--- begin GIVEN PASSAGE ---

I feel like he is going to think I'm just going to be here no matter what he does.

What a freaking luxury.. to go camping with two women and your wife still be there when you get back.


----------



## Deejo (May 20, 2008)

Guy responding.

Unless your husband has cheated on you previously, I think your reaction and treatment of him is actually way out of line.

Your post made me see red flags all over the place - none of them a result of your husband's behavior, but yours.

Reality check. He's on a friggin glacier in a tent, where his job sent him, probably fending off swarms of mosquitoes. Not exactly a seduction scenario.

You indicate that you have trust issues - if your husband is the source of those trust issues, then you probably should leave. 

If he isn't the source - and you want to stay married, then I strongly urge you to get some professional help. Relying on him consistently modifying his behavior so that you feel 'better' doesn't help your marriage in the long run.

If you can't find a positive and healthy way to express your misgivings without undermining him or accusing him - your doomed anyway.


----------



## MyDog8em (Apr 5, 2010)

I understand your thoughts better now and didn't realize you've felt this way for a while. If you value your marriage to him and counseling is readily available where you are, maybe that is an option you can explore. As far as him neglecting to talk to you about major events and getting your thoughts and feelings on them (inconsideration, on his part may better describe), well it sounds like he needs a wake up call. Maybe you could tell him you're wanting to leave or maybe you could allow him to read your posts here. I was there and I treated my wife similarly early on in our marriage (married 9 years). I'll try to explain:

I became distant with my wife after our 1st child was born. I know you say you have no kids but I think maybe this life changing event is what unconsciously shut me down. For some men, marriage alone can be this trigger and you two still have not been married that long, neither have I for that matter. Anyway, we both began taking each other for granted. I was there for her on anything she needed but I wasn't there as if I were on 'autopilot', if that makes sense. She tried to talk to me about this but I couldn't understand what she was talking about and thought everything was fine. I was blind and 'comfortable', so to speak.

--- end GIVEN PASSAGE ---
--- begin DATASET RECORDS ---

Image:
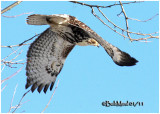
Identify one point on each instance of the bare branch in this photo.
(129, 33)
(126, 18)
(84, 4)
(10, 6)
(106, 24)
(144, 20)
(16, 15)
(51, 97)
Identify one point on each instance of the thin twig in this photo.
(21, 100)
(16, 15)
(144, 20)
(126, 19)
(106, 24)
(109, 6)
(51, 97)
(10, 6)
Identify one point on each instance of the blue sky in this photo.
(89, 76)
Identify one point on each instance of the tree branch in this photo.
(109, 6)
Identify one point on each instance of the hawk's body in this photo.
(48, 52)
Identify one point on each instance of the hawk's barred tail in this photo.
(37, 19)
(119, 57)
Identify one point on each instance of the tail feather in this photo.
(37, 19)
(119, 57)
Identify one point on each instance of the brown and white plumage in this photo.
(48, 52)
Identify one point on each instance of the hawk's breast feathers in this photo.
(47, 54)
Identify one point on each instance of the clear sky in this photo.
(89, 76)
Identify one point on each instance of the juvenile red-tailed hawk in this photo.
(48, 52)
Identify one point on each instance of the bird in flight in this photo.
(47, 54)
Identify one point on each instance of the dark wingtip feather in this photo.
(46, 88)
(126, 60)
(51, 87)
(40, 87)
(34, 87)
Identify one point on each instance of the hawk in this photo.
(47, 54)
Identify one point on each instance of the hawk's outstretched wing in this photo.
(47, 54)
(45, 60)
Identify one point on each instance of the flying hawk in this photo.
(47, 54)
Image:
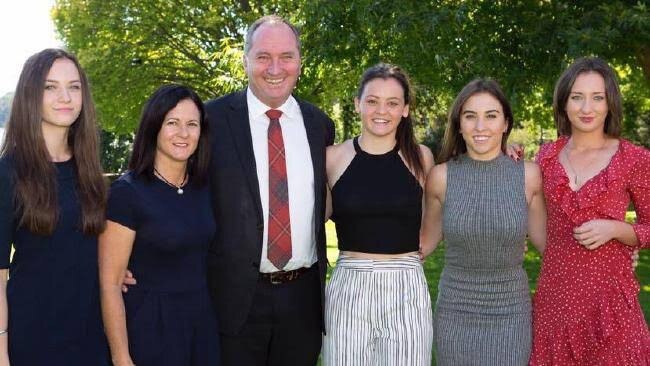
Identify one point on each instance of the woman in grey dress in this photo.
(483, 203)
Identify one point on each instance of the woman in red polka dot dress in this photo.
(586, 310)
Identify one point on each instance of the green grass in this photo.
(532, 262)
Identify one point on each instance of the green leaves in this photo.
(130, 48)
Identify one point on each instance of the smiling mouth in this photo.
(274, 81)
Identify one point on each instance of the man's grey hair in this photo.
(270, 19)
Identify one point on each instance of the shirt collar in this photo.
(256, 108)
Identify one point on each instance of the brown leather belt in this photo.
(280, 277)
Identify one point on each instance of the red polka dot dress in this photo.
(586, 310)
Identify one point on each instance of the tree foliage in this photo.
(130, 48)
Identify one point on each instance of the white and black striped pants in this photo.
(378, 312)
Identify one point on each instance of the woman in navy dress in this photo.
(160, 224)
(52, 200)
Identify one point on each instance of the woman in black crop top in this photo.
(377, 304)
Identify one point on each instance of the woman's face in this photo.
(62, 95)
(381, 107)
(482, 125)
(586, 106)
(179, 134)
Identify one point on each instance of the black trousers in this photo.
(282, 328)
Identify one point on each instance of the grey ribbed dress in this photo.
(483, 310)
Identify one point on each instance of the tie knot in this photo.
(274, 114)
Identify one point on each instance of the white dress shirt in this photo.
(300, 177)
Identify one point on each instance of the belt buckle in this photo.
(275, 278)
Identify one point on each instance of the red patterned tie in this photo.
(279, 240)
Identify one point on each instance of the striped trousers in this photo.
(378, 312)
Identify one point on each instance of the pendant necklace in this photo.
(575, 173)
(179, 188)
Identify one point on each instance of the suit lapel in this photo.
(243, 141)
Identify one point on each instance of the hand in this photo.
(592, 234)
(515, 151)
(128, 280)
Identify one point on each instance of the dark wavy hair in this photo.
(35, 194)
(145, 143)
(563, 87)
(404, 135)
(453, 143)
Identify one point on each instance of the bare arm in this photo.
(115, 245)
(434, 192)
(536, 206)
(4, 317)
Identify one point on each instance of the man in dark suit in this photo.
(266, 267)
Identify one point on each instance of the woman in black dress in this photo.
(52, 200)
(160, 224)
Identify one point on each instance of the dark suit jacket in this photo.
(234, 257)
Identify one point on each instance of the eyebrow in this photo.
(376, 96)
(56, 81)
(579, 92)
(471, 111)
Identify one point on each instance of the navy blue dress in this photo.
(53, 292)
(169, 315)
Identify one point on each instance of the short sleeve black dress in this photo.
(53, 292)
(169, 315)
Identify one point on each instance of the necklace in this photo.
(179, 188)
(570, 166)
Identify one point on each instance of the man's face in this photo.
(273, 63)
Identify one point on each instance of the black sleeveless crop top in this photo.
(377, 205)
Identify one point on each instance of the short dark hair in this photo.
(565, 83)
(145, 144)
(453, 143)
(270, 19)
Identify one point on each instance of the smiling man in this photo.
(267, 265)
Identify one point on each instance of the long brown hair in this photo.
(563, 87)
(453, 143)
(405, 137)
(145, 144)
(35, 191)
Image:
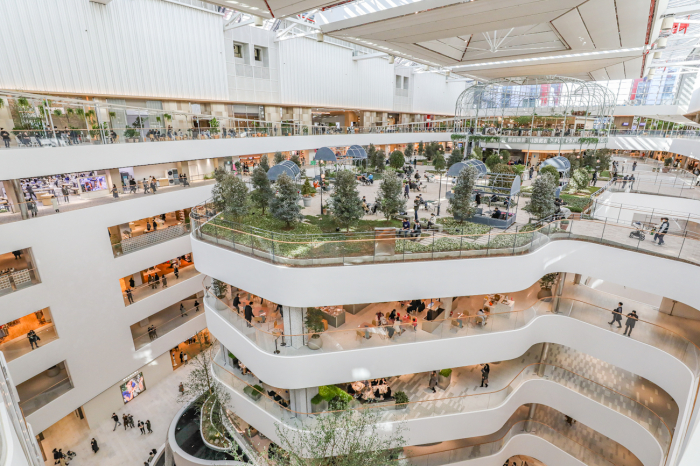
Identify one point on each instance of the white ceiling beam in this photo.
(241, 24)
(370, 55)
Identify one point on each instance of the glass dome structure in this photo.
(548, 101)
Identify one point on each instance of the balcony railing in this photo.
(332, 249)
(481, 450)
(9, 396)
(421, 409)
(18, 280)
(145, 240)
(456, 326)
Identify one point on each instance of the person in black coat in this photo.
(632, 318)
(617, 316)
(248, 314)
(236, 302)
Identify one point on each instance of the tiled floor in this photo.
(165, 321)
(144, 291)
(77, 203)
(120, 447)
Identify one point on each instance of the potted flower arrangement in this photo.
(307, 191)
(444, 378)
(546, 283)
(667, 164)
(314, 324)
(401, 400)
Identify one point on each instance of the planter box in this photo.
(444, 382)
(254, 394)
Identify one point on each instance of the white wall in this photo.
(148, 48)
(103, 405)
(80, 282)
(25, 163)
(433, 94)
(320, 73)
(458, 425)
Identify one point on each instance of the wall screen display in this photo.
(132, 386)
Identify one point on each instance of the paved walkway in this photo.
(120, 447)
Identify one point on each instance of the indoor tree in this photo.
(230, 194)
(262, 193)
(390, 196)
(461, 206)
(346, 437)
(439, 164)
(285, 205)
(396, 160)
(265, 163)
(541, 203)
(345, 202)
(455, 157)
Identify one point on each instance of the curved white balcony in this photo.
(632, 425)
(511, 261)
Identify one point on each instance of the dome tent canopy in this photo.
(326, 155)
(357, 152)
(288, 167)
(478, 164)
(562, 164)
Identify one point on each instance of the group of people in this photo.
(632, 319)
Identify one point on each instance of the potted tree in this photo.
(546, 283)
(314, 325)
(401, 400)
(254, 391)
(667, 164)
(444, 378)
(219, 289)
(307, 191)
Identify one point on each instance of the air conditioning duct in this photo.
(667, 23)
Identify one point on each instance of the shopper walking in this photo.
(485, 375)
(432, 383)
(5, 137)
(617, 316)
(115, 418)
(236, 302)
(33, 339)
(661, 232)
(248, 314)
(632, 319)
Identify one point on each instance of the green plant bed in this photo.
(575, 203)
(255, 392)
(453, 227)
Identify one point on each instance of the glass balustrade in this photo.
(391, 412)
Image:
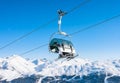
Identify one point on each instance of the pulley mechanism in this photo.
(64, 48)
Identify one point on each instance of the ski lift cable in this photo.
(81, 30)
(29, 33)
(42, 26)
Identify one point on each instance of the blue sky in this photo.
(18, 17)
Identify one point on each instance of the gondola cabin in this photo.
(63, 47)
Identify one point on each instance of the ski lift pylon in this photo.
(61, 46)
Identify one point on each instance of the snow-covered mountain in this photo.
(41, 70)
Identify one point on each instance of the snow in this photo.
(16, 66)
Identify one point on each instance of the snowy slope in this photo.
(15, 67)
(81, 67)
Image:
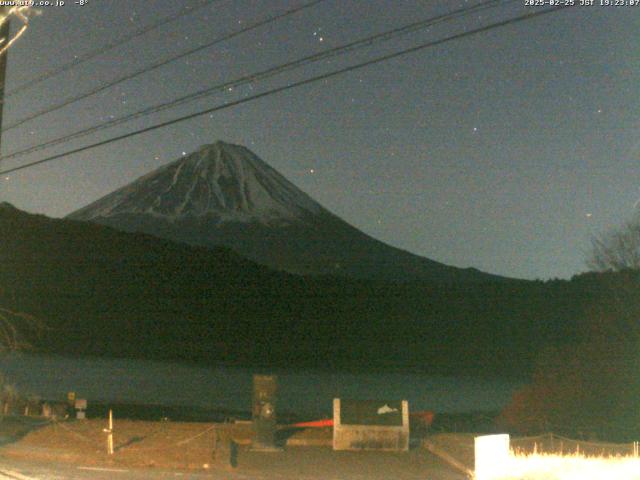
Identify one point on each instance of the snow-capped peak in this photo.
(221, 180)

--- end DATASET RECORDS ---
--- begin DATASET RECORDS ---

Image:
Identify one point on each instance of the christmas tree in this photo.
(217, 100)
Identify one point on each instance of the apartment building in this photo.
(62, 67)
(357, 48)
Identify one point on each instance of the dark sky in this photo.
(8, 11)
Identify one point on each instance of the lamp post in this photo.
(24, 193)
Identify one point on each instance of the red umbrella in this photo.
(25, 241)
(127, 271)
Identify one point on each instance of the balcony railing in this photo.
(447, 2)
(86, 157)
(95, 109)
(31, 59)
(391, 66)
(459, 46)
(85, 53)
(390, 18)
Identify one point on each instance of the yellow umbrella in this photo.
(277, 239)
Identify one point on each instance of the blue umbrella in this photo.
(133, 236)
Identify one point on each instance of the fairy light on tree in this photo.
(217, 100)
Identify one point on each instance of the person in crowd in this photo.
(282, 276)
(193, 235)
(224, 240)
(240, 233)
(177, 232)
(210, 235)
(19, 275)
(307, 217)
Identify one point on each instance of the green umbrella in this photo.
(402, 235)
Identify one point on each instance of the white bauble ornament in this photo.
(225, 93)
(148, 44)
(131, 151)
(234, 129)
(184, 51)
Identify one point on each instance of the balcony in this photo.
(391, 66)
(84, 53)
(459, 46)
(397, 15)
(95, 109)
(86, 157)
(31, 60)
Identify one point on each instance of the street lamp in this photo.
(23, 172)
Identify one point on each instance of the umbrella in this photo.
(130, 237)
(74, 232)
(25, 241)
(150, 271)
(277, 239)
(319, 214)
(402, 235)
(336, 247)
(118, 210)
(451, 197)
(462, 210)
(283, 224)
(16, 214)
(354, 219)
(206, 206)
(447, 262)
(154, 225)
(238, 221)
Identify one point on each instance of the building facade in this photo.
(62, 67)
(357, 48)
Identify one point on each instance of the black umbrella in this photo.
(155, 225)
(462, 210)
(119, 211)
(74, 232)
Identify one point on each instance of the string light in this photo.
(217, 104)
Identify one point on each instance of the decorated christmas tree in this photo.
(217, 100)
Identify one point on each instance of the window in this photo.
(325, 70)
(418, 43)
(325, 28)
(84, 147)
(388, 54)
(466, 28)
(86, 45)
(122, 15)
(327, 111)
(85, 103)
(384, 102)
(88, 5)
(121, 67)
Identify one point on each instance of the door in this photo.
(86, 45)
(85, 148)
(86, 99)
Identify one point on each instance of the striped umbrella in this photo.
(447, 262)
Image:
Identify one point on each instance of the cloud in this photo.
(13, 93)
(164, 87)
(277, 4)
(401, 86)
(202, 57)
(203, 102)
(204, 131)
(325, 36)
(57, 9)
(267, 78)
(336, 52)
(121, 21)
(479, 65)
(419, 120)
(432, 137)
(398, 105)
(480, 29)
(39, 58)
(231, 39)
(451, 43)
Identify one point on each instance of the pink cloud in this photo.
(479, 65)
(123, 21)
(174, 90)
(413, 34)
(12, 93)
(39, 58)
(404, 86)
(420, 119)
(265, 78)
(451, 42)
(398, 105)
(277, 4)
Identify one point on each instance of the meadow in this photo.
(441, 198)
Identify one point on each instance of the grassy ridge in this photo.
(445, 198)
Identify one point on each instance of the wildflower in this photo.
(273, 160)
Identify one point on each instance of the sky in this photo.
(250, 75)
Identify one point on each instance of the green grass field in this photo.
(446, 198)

--- end DATASET RECORDS ---

> _TO BE DONE_
[1] In the forum thread, how long does MyDog8em say he has been married?
[2] Reproduce word for word the part of the forum thread starting with "Your post made" and going on through "your doomed anyway.".
Rely only on the forum thread for what follows.

> _TASK-BY-TASK OUTPUTS_
[1] Nine years.

[2]
Your post made me see red flags all over the place - none of them a result of your husband's behavior, but yours.

Reality check. He's on a friggin glacier in a tent, where his job sent him, probably fending off swarms of mosquitoes. Not exactly a seduction scenario.

You indicate that you have trust issues - if your husband is the source of those trust issues, then you probably should leave. 

If he isn't the source - and you want to stay married, then I strongly urge you to get some professional help. Relying on him consistently modifying his behavior so that you feel 'better' doesn't help your marriage in the long run.

If you can't find a positive and healthy way to express your misgivings without undermining him or accusing him - your doomed anyway.